> **Document passage**:
--- begin ---

Stevoisiak · Accepted Answer · 2019-09-09 19:25:30Z

44

As an extension to @LennartRegebro's answer:

If you can't tell what encoding your file uses and the solution above does not work (it's not utf8) and you found yourself merely guessing - there are online tools that you could use to identify what encoding that is. They aren't perfect but usually work just fine. After you figure out the encoding you should be able to use solution above.

EDIT: (Copied from comment)

A quite popular text editor Sublime Text has a command to display encoding if it has been set...

Go to View -> Show Console (or Ctrl+`)

Type into field at the bottom view.encoding() and hope for the best (I was unable to get anything but Undefined but maybe you will have better luck...)

edited Sep 9, 2019 at 19:25

Stevoisiak

25.8k30 gold badges130 silver badges234 bronze badges

answered Mar 22, 2016 at 16:12

Matas Vaitkevicius

60.3k36 gold badges247 silver badges272 bronze badges

3

Some text editors will provide this information as well. I know that with vim you can get this via :set fileencoding (from this link)
– PaxRomana99
Commented Dec 17, 2016 at 15:20
5

Sublime Text, also -- open up the console and type view.encoding().

--- end ---

> **Data rows**:
--- begin ---

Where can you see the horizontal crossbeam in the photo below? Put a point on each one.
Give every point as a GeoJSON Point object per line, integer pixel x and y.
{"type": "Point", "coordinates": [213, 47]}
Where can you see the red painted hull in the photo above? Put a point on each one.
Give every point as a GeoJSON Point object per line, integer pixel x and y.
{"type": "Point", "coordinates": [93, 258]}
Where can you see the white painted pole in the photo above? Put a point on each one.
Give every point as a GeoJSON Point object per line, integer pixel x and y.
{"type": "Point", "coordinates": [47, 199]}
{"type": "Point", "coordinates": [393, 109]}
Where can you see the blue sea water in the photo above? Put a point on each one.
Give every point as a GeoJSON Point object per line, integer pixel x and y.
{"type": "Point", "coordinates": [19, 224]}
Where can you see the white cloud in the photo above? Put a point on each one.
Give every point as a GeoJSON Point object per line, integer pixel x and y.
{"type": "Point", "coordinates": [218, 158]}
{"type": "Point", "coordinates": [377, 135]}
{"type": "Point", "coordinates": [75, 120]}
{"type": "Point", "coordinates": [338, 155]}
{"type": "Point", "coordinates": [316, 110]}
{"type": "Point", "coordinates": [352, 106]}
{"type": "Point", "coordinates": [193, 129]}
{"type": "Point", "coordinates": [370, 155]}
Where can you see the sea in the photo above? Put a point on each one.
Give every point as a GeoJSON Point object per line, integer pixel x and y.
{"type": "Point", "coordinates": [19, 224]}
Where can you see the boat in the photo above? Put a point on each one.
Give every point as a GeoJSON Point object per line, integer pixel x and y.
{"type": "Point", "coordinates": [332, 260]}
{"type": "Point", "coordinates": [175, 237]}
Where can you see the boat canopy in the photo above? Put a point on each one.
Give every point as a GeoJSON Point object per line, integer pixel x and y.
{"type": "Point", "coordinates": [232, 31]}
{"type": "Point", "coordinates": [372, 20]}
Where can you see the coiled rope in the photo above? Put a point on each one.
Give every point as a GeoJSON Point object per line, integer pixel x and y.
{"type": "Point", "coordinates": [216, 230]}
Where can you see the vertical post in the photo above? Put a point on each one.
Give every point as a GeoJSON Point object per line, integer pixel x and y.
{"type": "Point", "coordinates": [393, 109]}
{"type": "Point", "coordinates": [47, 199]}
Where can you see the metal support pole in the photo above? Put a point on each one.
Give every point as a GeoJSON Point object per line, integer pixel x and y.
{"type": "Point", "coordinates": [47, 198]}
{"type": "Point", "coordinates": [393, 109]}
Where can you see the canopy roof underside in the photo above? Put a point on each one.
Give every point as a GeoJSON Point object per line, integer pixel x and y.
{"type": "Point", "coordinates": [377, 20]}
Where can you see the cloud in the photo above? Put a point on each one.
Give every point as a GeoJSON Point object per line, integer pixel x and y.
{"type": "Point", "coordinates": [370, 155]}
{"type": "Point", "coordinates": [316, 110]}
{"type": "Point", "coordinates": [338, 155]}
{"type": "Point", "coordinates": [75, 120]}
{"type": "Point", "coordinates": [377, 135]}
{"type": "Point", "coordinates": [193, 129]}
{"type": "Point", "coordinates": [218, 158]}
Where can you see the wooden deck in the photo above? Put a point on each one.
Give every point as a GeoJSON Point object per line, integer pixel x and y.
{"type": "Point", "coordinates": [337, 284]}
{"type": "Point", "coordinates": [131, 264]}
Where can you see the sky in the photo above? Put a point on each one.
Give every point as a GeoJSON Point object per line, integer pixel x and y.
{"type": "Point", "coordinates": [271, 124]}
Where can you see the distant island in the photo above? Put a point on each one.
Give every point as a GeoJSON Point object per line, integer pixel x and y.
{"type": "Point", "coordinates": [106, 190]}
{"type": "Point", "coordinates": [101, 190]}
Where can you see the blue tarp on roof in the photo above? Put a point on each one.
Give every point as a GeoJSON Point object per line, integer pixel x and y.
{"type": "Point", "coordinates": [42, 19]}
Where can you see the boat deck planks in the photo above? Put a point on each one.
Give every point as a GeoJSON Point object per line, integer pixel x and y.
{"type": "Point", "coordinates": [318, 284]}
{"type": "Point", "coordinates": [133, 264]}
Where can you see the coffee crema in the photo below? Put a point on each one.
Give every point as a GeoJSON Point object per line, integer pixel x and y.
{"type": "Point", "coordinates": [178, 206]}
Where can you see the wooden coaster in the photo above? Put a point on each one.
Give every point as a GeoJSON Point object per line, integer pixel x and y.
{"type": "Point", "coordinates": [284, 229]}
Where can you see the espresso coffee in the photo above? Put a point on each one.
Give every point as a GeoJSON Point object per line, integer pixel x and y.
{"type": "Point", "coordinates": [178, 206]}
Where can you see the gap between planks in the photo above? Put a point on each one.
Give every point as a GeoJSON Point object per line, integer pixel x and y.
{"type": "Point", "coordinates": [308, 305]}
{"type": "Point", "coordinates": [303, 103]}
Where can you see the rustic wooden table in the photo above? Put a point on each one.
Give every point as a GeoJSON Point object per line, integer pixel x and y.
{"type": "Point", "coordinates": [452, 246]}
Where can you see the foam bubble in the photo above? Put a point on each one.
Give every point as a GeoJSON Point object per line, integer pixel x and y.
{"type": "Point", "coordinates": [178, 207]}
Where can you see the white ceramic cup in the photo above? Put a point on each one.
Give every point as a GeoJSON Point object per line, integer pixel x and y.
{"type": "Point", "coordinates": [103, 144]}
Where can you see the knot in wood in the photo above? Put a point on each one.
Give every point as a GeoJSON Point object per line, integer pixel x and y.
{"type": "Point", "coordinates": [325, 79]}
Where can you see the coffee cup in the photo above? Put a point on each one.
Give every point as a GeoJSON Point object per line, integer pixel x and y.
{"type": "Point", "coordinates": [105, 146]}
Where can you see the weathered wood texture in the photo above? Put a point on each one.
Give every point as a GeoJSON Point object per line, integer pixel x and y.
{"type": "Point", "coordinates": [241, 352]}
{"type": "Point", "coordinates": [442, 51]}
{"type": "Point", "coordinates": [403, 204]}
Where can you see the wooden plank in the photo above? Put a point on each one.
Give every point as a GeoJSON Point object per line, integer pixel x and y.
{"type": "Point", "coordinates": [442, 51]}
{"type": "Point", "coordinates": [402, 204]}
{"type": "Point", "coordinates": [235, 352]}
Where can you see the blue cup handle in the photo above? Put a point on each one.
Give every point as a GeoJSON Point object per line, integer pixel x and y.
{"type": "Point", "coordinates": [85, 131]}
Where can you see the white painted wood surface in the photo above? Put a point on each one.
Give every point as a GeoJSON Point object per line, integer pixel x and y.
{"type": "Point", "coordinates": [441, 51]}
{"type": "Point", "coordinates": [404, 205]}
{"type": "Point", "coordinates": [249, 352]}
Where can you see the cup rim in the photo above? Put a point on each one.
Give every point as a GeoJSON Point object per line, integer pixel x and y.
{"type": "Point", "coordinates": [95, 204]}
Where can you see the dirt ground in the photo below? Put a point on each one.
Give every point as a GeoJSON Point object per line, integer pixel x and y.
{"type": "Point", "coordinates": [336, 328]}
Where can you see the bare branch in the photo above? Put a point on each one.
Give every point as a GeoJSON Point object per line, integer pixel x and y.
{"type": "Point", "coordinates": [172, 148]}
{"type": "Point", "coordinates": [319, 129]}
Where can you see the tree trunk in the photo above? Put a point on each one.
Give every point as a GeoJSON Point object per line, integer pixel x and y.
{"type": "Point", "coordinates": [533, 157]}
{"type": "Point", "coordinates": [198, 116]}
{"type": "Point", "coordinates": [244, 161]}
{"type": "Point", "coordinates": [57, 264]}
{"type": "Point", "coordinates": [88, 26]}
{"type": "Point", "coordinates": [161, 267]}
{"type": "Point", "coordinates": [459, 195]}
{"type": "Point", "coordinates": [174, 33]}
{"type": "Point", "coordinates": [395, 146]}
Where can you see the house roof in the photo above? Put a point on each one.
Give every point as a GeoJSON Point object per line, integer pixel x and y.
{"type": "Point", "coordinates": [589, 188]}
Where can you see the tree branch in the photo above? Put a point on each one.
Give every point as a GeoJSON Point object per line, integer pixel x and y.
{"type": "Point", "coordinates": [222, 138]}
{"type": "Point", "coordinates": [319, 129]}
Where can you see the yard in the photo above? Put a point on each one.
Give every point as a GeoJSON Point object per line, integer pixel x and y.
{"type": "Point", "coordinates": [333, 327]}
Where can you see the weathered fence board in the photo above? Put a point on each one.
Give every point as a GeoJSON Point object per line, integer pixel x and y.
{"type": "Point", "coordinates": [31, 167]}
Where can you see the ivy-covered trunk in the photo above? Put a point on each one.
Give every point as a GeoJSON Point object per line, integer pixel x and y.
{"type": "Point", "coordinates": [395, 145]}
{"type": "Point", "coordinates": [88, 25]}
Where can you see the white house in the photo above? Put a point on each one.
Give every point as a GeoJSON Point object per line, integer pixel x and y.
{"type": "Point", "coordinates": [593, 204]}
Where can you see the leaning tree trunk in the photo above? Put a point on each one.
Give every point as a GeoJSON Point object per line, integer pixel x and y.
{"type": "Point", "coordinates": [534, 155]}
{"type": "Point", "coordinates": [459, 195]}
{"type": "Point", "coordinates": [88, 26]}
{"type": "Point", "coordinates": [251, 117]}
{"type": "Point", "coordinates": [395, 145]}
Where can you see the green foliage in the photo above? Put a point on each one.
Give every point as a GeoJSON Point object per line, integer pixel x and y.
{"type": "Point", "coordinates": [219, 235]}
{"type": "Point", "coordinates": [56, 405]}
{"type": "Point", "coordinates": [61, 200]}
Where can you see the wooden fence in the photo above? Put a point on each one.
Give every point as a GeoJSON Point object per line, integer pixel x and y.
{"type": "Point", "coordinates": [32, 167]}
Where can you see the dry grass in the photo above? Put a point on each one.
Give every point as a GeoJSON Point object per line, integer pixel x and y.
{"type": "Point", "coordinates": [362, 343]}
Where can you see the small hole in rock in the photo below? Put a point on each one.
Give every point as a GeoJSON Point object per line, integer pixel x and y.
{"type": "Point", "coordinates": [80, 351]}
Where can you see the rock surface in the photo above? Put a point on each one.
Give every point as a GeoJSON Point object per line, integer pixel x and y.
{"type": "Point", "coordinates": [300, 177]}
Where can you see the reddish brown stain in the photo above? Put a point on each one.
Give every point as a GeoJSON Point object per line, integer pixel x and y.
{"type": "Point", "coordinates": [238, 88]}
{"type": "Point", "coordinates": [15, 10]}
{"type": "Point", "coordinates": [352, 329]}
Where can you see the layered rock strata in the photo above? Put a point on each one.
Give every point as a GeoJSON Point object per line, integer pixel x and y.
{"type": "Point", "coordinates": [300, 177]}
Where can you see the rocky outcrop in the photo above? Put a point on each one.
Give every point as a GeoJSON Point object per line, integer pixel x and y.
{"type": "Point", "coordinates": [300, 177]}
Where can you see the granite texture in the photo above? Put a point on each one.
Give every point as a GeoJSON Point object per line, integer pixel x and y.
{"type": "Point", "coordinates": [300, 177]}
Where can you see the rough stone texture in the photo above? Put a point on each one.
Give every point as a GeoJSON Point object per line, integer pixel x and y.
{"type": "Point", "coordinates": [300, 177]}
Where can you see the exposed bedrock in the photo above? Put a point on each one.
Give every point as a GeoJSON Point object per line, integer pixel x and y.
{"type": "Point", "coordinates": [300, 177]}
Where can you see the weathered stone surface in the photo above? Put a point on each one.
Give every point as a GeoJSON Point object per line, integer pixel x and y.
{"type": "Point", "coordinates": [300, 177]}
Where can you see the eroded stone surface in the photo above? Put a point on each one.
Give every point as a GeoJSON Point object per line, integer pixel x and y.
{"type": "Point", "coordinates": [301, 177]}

--- end ---

> **Exercise tasks**:
**1.** Reproduce the portion of the forum thread on detecting file encodings word for word, starting with "Type into field" and going on through "have better luck...)".
**2.** Carry the forum thread on detecting file encodings forward from the last sentence shown.
The rows were gathered from a different source than the forum thread.

> **Results for the exercise**:
**1.**
Type into field at the bottom view.encoding() and hope for the best (I was unable to get anything but Undefined but maybe you will have better luck...)

**2.**
– JimmidyJoo
Commented Jul 12, 2017 at 20:27
1

alternatively, you can open your file with notepad. 'Save As' and you shall see a drop-down with the encoding used
– don_Gunner94
Commented Mar 5, 2020 at 12:11
Please see stackoverflow.com/questions/436220 for more details on the general task.
– Karl Knechtel
Commented Apr 12, 2023 at 22:23

Add a comment |

E.Zolduoarrati · Accepted Answer · 2020-06-01 21:54:36Z

16

Stop wasting your time, just add the following encoding="cp437" and errors='ignore' to your code in both read and write:

open('filename.csv', encoding="cp437", errors='ignore')
open(file_name, 'w', newline='', encoding="cp437", errors='ignore')

Godspeed

answered Jun 1, 2020 at 21:54

E.Zolduoarrati

1,6192 gold badges9 silver badges9 bronze badges

2

Before you apply that, be sure that you want your 0x90 to be decoded to 'É'. Check b'\x90'.decode('cp437').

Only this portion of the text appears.